● WORK TO BE COMPLETED: With nothing left out, give the data back exactly.

+++ EXTRACTED INFORMATION +++

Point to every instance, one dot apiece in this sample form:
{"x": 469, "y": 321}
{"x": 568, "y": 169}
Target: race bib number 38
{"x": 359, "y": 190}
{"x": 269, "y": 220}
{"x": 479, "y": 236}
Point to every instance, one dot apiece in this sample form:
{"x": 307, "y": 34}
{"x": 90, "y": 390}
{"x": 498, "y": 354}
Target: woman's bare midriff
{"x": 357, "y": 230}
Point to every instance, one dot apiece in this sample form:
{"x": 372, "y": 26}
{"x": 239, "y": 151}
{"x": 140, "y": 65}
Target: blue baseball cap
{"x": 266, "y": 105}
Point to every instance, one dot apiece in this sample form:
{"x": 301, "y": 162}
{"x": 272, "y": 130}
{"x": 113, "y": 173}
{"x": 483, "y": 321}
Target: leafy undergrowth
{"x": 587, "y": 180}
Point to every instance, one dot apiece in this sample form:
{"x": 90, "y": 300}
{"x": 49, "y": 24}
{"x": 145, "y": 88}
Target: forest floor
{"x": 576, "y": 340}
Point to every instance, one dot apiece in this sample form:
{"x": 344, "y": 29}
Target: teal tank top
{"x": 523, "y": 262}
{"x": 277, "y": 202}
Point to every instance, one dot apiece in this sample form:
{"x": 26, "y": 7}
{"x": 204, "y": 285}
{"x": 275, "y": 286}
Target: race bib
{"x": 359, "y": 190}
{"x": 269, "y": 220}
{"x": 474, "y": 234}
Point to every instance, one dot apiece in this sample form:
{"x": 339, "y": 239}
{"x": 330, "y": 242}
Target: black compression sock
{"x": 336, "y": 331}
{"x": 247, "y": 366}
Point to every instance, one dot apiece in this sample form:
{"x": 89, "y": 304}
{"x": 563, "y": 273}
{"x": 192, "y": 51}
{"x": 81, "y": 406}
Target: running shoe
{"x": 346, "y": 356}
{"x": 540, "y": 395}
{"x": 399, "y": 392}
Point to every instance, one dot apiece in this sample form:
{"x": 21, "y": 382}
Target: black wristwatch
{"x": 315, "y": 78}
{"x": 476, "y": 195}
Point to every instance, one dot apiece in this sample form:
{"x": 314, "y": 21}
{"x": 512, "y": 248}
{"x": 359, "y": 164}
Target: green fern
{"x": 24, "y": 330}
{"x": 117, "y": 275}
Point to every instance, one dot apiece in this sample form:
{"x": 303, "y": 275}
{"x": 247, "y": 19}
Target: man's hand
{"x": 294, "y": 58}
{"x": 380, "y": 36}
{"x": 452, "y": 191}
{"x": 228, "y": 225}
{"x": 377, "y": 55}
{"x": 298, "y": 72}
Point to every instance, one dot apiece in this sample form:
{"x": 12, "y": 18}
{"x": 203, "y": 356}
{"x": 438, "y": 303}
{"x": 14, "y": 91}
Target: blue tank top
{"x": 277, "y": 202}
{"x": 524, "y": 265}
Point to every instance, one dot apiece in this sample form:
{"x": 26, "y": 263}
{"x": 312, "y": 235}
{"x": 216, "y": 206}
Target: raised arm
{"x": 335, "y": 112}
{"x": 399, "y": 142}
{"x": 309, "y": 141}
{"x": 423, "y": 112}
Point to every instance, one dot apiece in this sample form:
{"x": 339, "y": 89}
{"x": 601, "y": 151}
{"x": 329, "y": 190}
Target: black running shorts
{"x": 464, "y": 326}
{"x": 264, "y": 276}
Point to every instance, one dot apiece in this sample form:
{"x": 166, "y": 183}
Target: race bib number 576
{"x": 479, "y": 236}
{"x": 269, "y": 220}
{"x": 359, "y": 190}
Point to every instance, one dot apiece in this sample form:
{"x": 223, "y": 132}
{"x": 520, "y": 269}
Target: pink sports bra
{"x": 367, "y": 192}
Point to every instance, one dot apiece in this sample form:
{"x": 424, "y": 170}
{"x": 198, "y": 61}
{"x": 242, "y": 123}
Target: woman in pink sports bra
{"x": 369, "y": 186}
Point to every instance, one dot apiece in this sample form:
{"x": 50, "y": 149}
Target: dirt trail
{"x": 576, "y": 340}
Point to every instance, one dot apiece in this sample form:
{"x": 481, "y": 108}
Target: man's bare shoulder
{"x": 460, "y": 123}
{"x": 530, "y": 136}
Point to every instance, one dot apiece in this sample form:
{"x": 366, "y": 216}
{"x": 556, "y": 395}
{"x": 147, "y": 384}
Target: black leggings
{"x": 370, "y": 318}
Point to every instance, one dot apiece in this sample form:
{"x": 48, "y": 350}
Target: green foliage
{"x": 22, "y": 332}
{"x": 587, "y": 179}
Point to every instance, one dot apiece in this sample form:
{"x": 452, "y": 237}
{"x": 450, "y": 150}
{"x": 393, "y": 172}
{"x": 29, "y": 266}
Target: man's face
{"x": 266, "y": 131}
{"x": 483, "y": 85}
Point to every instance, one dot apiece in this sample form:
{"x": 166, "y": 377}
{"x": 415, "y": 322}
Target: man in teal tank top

+++

● ANSWER TO THE EXERCISE:
Point to every instance, one dot apiece in this sample form:
{"x": 469, "y": 321}
{"x": 568, "y": 169}
Target: race bib number 38
{"x": 359, "y": 190}
{"x": 269, "y": 220}
{"x": 479, "y": 236}
Point to every instance, one dot apiece in this sample form:
{"x": 307, "y": 34}
{"x": 90, "y": 390}
{"x": 498, "y": 354}
Target: woman's bare midriff
{"x": 357, "y": 230}
Point to every instance, one dot apiece in this sample form:
{"x": 372, "y": 26}
{"x": 239, "y": 151}
{"x": 140, "y": 65}
Target: blue baseball cap
{"x": 266, "y": 105}
Point to every instance, one dot apiece in this sample form:
{"x": 301, "y": 162}
{"x": 272, "y": 130}
{"x": 113, "y": 173}
{"x": 483, "y": 321}
Target: leafy undergrowth
{"x": 587, "y": 180}
Point to every instance, one dot apiece in this sample form:
{"x": 90, "y": 300}
{"x": 49, "y": 24}
{"x": 145, "y": 88}
Target: forest floor
{"x": 576, "y": 340}
Point to every instance, one dot apiece in this sample form:
{"x": 344, "y": 29}
Target: teal tank top
{"x": 523, "y": 262}
{"x": 277, "y": 202}
Point to every instance, one dot apiece in this sample form:
{"x": 26, "y": 7}
{"x": 204, "y": 285}
{"x": 275, "y": 286}
Target: race bib
{"x": 359, "y": 190}
{"x": 269, "y": 220}
{"x": 474, "y": 234}
Point to every instance, one dot apiece in this sample form:
{"x": 339, "y": 239}
{"x": 330, "y": 242}
Target: black compression sock
{"x": 336, "y": 331}
{"x": 247, "y": 366}
Point to every instance, one dot apiece in this sample form:
{"x": 89, "y": 304}
{"x": 563, "y": 273}
{"x": 192, "y": 51}
{"x": 81, "y": 406}
Target: running shoe
{"x": 346, "y": 356}
{"x": 540, "y": 395}
{"x": 399, "y": 392}
Point to every instance, one dot apiece in this sample form:
{"x": 21, "y": 382}
Target: black wristwatch
{"x": 315, "y": 78}
{"x": 476, "y": 195}
Point to every instance, one dot apiece in this sample form:
{"x": 314, "y": 21}
{"x": 512, "y": 248}
{"x": 359, "y": 164}
Target: green fern
{"x": 24, "y": 330}
{"x": 117, "y": 275}
Point to every instance, one dot apiece in this sample form:
{"x": 303, "y": 275}
{"x": 247, "y": 19}
Target: man's hand
{"x": 294, "y": 58}
{"x": 380, "y": 36}
{"x": 452, "y": 191}
{"x": 228, "y": 225}
{"x": 377, "y": 55}
{"x": 298, "y": 72}
Point to every instance, one dot apiece in this sample form:
{"x": 12, "y": 18}
{"x": 203, "y": 356}
{"x": 438, "y": 303}
{"x": 14, "y": 91}
Target: blue tank top
{"x": 277, "y": 202}
{"x": 524, "y": 265}
Point to every instance, one dot apiece in this sample form:
{"x": 26, "y": 263}
{"x": 312, "y": 235}
{"x": 216, "y": 206}
Target: raised arm
{"x": 335, "y": 112}
{"x": 399, "y": 142}
{"x": 309, "y": 141}
{"x": 423, "y": 112}
Point to every instance, one dot apiece in this sample form:
{"x": 339, "y": 89}
{"x": 601, "y": 151}
{"x": 329, "y": 190}
Target: black running shorts
{"x": 464, "y": 326}
{"x": 264, "y": 276}
Point to every instance, one dot apiece in this sample form:
{"x": 166, "y": 183}
Target: race bib number 576
{"x": 479, "y": 236}
{"x": 269, "y": 220}
{"x": 359, "y": 190}
Point to every instance, one dot apiece in this sample form:
{"x": 223, "y": 132}
{"x": 520, "y": 269}
Target: pink sports bra
{"x": 367, "y": 192}
Point to every instance, one dot apiece in this sample form:
{"x": 424, "y": 170}
{"x": 198, "y": 61}
{"x": 242, "y": 123}
Target: woman in pink sports bra
{"x": 369, "y": 186}
Point to every instance, one dot apiece in this sample form:
{"x": 50, "y": 149}
Target: dirt trail
{"x": 576, "y": 340}
Point to every instance, one dot apiece in this sample form:
{"x": 481, "y": 108}
Target: man's bare shoulder
{"x": 460, "y": 123}
{"x": 530, "y": 136}
Point to every instance, one dot apiece in this sample form:
{"x": 366, "y": 216}
{"x": 556, "y": 395}
{"x": 147, "y": 384}
Target: black leggings
{"x": 370, "y": 318}
Point to every instance, one dot apiece in this sample form:
{"x": 48, "y": 350}
Target: green foliage
{"x": 22, "y": 332}
{"x": 587, "y": 179}
Point to every instance, one dot apiece in this sample form:
{"x": 452, "y": 237}
{"x": 450, "y": 150}
{"x": 393, "y": 172}
{"x": 29, "y": 266}
Target: man's face
{"x": 266, "y": 131}
{"x": 483, "y": 85}
Point to every instance, one dot apiece in this sample form:
{"x": 166, "y": 377}
{"x": 415, "y": 322}
Target: man in teal tank top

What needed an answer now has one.